### Documento
==*==

Será que para desviar a atenção do povo da desastrada economia com os preços incontroláveis corroendo os salários, somando-se aos demais problemas, a Presidente Dilma, copiando a vizinha Argentina, vai querer também declarar guerra a algum país de direita? Ou vai mesmo calar a mídia e acabar com os três poderes para sozinha reinar sem os reclamos da oposição? Sabe-se lá?! Que os deuses nos protejam desses desvarios!

O amor é lindo!

Neste último final de semana, o ex-presidente Lula ofereceu uma festa à ex-primeira-dama, pela passagem de seu aniversário, demonstrando assim seu grande amor por ela. Que lindo! Em especial depois de tantos rumores contrários em que a mídia noticiou suas noites "calientes" no aerolula com a outra, a Rose. Lembram-se? Ela, a Rose, anda sumida das manchetes, assim como os demais integrantes da Operação Porto Seguro O que houve? Mas como Lula é um político de moral ilibada, e a favor de direitos iguais para todos, deve estar organizando, em surdina, é claro, uma festa de arromba para comemorar, também, e com a presença de Ministros e Ministras e de toda a mídia, o aniversário da ex-segunda-dama. Vamos aguardar.

==*==

### Informações fornecidas
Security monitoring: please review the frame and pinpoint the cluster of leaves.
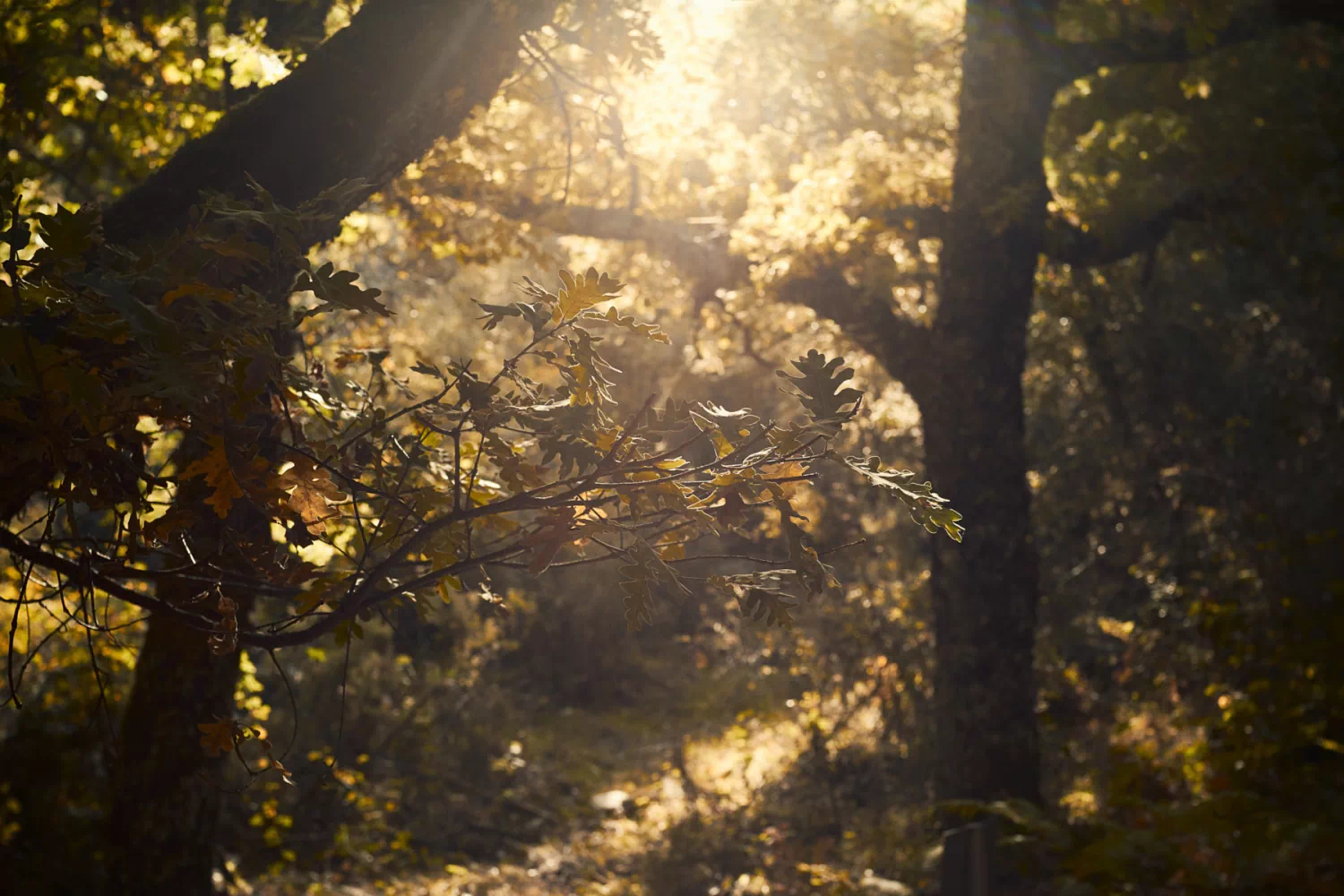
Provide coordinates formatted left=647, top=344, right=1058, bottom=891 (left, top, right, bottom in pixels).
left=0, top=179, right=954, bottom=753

==*==

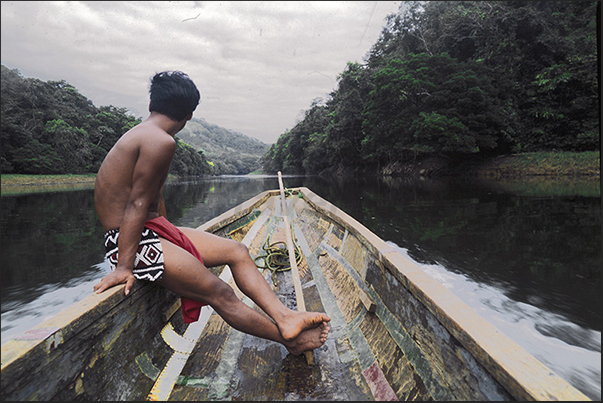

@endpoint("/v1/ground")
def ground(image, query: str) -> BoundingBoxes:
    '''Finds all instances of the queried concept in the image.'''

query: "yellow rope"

==*==

### Solicitação escrita
Dê continuidade ao texto de opinião sobre Dilma e Lula, começando logo depois da frase final, "Vamos aguardar."

### Resposta ao exercício
Obs.: Este texto foi enviado ao "Fórum dos leitores" do Jornal O Estado de S. Paulo, ontem, e publicado hoje (10/04/13) nesse espaço do Estadão on line. Contudo, como a expressão "segunda-dama", conforme o jornal poderia resultar em problemas (leia-se censura/ processo...) ele foi substituído por "aniversário dela", mas por erro foi digitado "aniversário dele". E esse erro resultou numa total destruição do sentido. Que pena!